BRIEF =
Rewrite the rows as a Markdown table, from the line with "elbow and report the position of each." up to and including the last line of the rows. Use the columns No. and Text, number each line, and leave out blank lines.
* Begin SUPPLIED INFORMATION *
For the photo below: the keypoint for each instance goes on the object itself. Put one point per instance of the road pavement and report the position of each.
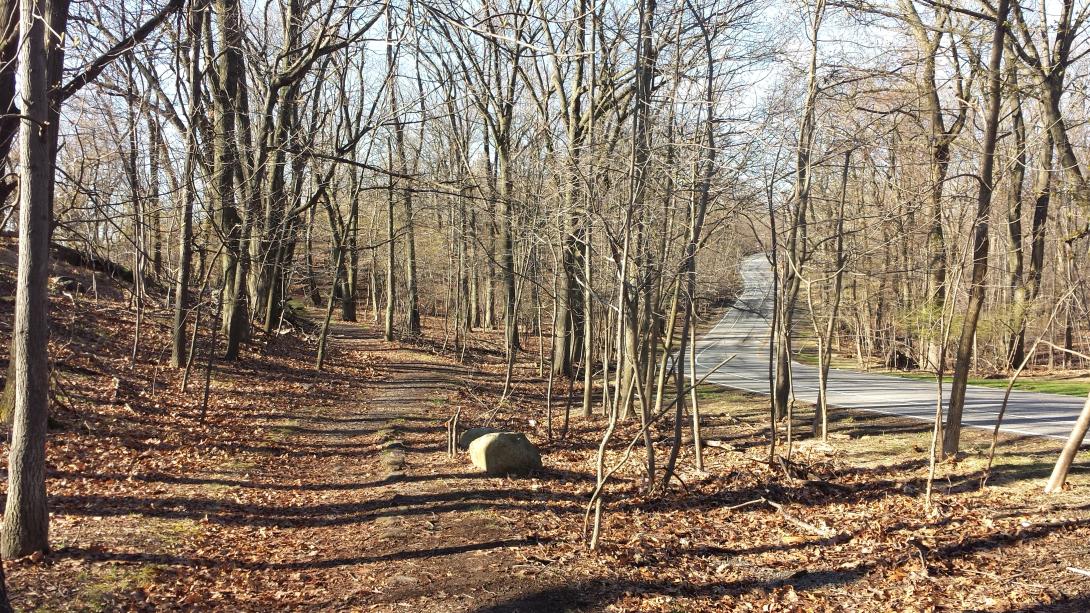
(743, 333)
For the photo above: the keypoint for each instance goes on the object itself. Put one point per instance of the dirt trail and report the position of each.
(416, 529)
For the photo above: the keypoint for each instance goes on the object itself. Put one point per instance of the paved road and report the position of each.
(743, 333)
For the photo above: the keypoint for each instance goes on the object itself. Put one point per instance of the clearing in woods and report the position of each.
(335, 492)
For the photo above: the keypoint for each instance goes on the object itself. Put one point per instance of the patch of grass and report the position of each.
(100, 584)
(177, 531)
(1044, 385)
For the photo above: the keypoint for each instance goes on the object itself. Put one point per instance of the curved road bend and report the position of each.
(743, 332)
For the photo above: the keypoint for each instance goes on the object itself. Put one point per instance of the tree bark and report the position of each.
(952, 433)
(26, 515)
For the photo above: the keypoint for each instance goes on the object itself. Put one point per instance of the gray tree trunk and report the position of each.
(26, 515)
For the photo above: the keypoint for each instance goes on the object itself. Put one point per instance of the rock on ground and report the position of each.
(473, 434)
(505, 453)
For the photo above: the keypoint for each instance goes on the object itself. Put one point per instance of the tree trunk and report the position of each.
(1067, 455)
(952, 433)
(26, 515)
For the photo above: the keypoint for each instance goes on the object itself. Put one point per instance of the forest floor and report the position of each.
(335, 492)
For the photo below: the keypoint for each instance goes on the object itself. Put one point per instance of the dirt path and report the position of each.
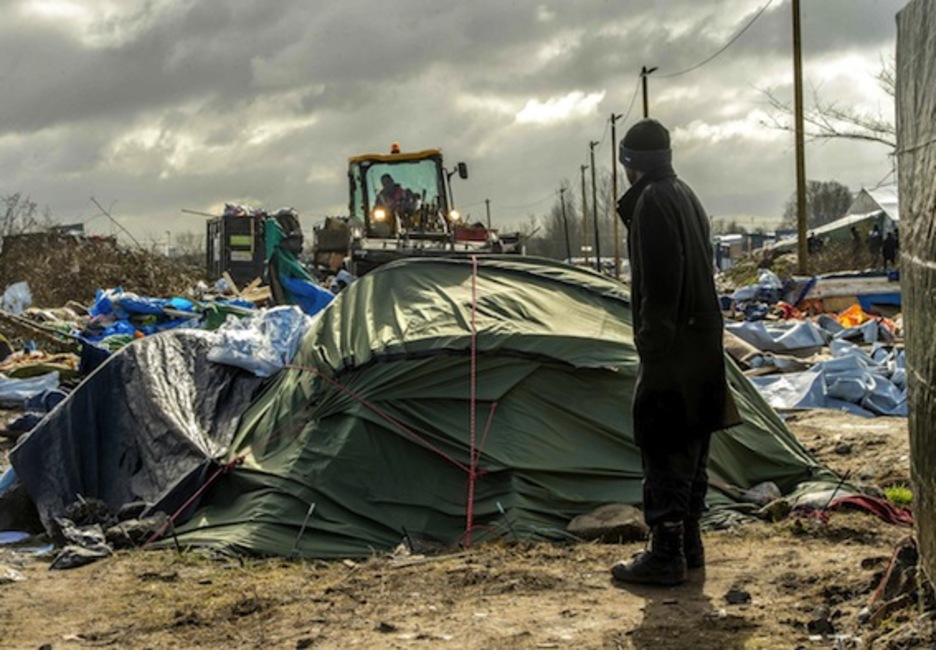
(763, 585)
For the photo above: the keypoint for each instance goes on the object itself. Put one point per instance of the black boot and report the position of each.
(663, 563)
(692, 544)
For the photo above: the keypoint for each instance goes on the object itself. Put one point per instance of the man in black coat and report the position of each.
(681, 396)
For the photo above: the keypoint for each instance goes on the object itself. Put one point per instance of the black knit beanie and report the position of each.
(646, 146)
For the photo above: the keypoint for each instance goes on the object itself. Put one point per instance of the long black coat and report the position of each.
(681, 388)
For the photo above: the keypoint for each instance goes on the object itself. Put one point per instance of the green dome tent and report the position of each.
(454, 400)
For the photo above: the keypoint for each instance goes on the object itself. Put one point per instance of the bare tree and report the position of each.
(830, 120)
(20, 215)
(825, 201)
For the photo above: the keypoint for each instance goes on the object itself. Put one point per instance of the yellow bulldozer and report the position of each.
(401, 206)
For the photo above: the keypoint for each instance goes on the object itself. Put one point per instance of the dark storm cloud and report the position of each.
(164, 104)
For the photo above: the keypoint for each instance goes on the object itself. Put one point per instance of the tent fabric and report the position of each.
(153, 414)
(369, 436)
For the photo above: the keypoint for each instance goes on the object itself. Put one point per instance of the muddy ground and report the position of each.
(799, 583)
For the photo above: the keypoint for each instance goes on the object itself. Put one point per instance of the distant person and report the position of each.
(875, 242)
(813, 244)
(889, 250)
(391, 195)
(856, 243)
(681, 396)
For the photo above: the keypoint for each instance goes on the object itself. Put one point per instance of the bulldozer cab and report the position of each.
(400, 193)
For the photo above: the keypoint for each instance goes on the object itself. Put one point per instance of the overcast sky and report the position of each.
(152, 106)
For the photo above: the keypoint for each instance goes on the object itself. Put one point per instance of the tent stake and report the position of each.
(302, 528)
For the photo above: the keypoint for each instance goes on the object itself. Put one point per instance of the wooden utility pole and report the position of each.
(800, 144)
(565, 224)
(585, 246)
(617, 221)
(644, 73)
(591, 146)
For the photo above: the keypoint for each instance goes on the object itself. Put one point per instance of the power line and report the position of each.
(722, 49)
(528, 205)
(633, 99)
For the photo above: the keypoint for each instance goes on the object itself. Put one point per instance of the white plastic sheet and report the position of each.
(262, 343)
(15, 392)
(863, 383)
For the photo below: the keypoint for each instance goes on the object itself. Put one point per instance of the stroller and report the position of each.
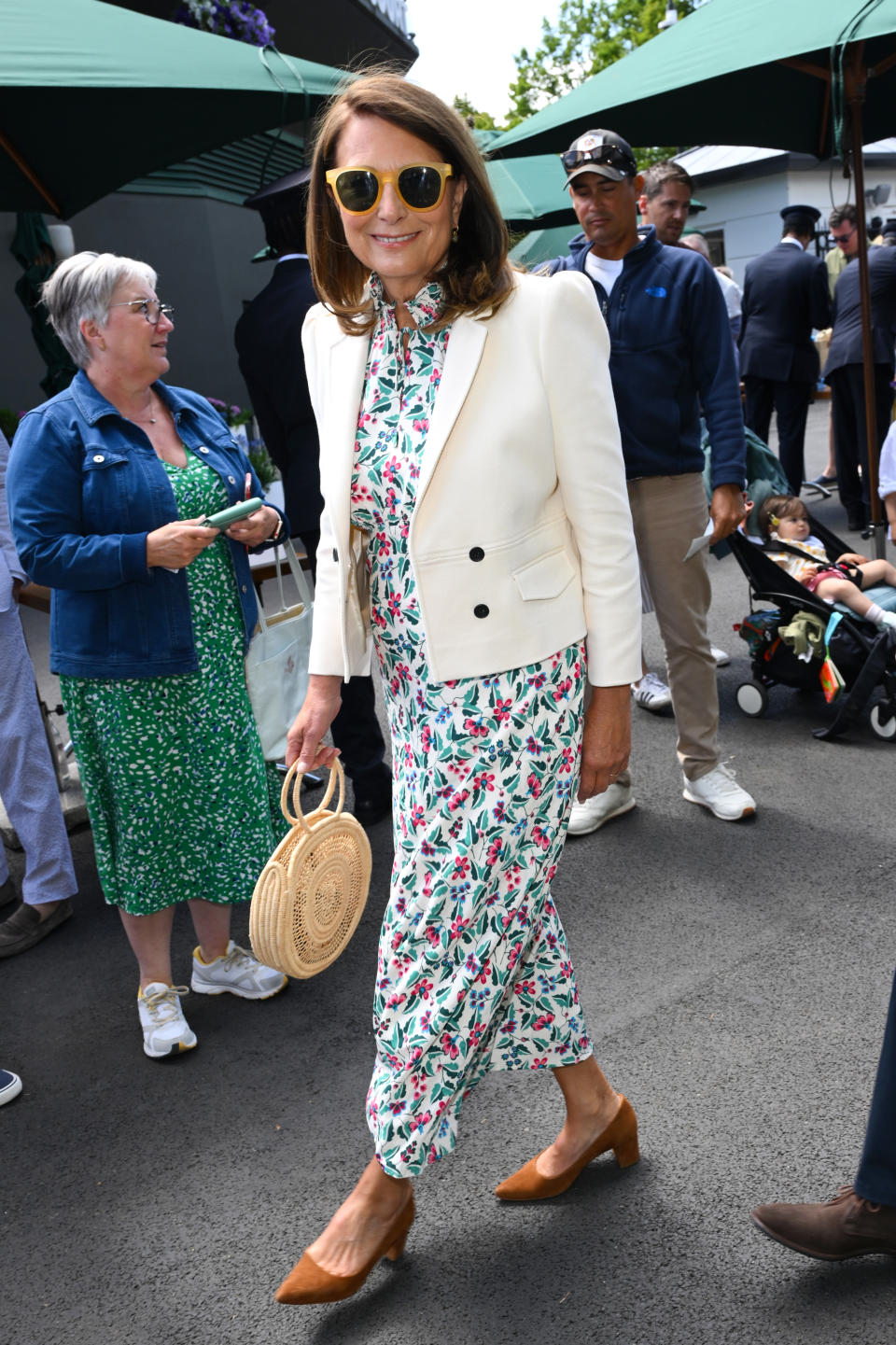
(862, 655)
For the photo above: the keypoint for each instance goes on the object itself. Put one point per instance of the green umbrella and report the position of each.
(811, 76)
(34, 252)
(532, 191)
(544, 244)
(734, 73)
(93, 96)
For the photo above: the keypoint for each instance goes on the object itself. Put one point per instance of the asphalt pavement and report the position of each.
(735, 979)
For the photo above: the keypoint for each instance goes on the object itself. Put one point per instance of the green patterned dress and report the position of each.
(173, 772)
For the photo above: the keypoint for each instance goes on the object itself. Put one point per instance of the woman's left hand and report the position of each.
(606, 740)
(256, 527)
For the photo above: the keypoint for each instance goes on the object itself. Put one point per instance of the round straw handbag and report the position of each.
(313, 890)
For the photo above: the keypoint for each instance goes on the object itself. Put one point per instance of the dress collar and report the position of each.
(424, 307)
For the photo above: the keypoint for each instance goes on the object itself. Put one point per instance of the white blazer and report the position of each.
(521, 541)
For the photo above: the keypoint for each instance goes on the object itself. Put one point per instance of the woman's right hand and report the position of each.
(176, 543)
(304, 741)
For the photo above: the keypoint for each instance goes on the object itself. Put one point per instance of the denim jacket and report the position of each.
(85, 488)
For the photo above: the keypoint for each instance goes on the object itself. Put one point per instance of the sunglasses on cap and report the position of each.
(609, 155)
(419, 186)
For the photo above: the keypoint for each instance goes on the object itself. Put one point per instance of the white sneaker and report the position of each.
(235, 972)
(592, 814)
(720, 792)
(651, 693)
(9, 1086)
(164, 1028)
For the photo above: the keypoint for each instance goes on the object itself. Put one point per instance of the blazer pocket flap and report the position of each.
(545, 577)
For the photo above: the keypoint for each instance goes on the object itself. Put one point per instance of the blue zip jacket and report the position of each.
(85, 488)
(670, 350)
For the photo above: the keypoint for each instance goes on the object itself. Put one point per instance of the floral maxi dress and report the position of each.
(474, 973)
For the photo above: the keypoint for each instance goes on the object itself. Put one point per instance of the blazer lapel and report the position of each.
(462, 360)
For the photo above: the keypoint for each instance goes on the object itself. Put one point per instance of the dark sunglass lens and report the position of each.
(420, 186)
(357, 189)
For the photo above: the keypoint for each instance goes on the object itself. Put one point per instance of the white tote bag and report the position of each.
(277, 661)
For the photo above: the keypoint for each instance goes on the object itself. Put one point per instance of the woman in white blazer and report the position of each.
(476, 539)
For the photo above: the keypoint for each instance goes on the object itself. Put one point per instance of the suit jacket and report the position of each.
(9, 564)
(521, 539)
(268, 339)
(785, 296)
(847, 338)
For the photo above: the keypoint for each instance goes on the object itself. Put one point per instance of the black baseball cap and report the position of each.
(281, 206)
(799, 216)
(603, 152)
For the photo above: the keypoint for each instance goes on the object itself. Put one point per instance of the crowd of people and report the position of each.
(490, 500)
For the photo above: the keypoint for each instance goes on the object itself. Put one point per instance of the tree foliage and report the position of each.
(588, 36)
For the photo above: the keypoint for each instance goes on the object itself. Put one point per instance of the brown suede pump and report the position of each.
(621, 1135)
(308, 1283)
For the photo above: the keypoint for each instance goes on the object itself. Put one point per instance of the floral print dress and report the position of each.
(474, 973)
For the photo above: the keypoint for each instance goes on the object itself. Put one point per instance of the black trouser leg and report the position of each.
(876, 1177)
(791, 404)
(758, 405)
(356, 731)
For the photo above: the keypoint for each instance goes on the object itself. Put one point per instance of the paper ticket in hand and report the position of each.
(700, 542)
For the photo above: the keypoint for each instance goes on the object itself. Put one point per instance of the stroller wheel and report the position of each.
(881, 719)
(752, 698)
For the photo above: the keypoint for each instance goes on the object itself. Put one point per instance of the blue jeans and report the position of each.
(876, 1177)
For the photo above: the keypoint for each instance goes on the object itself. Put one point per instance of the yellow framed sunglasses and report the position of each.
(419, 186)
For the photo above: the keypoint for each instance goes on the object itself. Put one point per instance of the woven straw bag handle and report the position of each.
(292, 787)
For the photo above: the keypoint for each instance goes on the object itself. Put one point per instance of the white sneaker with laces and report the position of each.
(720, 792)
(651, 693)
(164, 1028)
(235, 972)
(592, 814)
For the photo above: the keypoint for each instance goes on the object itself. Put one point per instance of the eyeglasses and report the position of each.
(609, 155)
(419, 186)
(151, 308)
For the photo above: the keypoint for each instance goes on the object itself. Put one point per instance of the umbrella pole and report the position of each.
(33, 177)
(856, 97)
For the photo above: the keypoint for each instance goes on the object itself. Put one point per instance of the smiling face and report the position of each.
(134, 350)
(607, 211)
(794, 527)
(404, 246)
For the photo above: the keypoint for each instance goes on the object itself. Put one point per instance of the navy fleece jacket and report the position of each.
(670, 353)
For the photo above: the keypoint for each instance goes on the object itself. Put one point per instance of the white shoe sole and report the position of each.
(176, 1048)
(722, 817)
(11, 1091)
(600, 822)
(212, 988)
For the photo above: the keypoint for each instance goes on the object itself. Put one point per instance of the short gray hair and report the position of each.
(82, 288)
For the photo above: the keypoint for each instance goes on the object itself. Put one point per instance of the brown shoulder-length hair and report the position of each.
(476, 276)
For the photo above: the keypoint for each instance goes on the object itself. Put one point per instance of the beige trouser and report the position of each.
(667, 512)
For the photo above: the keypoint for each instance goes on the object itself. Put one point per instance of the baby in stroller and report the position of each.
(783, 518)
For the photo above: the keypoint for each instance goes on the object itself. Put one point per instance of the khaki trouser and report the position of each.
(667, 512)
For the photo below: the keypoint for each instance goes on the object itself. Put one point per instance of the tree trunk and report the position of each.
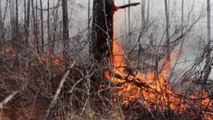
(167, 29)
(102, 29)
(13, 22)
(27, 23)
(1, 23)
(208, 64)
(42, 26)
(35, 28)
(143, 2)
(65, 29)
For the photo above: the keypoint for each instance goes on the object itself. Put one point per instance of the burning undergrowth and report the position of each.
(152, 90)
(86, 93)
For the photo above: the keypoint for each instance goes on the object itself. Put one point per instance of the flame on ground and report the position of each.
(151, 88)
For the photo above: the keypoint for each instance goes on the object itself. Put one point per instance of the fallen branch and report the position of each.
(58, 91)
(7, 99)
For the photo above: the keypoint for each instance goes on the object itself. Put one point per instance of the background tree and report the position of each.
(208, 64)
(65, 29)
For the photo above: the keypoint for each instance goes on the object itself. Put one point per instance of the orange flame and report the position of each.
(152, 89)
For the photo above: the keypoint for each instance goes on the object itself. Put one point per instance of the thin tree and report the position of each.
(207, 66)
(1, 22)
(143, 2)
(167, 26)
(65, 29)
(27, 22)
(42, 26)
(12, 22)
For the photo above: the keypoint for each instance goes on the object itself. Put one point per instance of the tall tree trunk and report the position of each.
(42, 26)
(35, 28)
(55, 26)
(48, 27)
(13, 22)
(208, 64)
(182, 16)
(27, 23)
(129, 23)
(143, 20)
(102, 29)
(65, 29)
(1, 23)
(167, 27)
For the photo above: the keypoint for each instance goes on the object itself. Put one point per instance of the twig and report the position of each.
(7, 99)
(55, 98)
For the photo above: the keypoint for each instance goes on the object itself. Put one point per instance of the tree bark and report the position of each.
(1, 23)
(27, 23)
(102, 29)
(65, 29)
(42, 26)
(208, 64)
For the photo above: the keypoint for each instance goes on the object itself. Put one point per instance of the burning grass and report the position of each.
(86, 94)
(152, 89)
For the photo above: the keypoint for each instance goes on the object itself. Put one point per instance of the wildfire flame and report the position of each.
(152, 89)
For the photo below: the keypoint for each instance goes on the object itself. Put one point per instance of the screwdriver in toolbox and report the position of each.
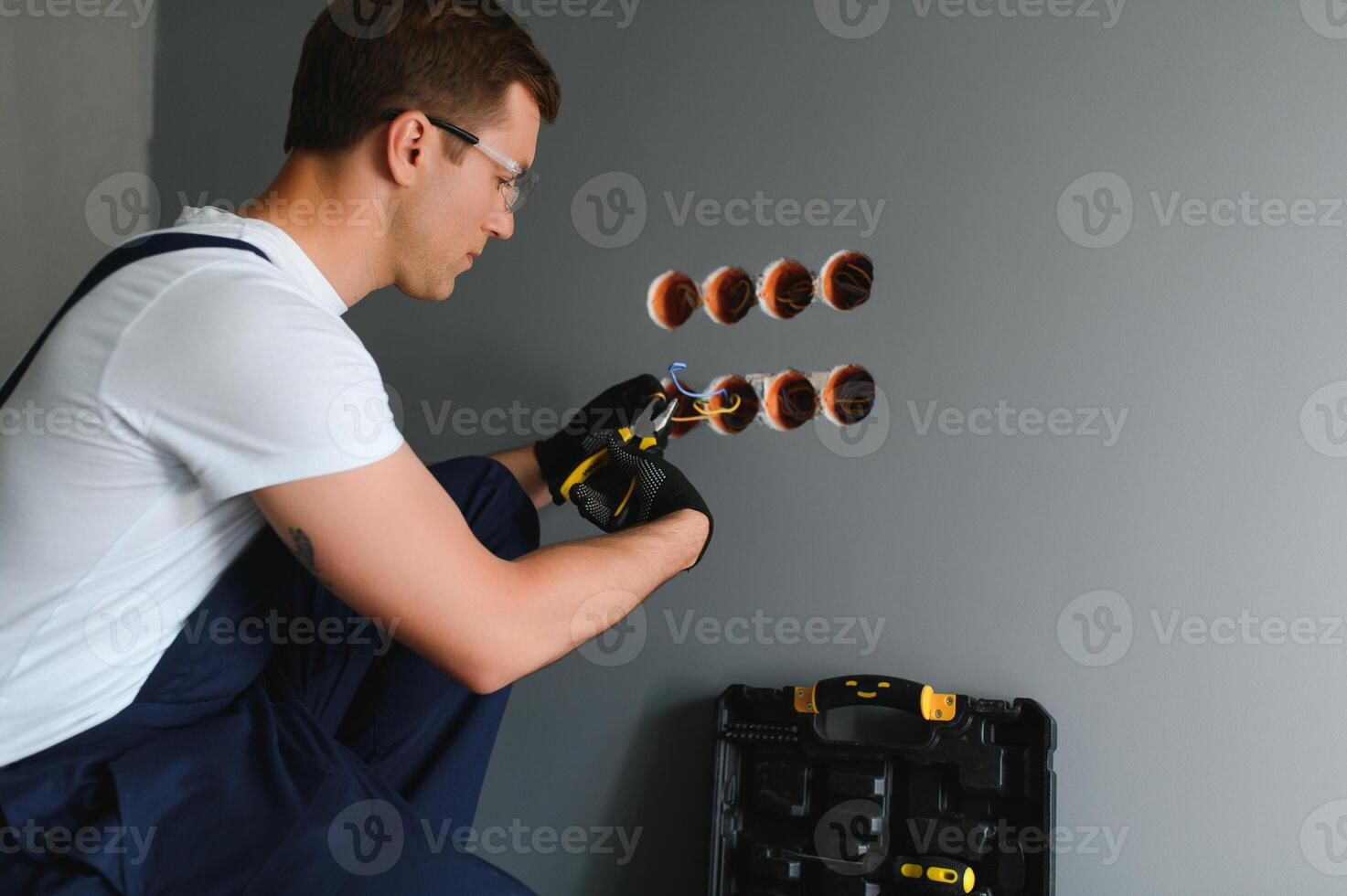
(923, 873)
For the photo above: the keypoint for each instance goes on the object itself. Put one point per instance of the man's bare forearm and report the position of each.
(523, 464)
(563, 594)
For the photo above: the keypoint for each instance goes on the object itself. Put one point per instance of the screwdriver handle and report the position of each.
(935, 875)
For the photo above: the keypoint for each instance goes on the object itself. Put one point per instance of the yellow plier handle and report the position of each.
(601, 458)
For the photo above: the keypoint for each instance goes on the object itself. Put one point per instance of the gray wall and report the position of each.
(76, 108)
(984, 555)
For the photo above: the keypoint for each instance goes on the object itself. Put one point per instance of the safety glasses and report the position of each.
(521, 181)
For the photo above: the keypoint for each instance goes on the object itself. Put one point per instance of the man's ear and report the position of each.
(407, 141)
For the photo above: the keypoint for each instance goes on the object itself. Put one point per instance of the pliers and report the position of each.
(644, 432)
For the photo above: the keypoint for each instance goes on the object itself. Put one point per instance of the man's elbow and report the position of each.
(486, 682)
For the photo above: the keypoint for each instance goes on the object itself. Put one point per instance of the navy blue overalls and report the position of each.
* End SUPPLIED INFORMATION *
PROBLEM SOLUTION =
| No. | Text |
|---|---|
| 1 | For the photo above: the keypoint for each instance goes on the object itself. Put one point per instance of the man's elbow and report the position of each. |
| 2 | (486, 682) |
| 3 | For the photo above: the keypoint for each instance goes on the object itself. Put one point per instance of the navy blue overalls and report the position of each. |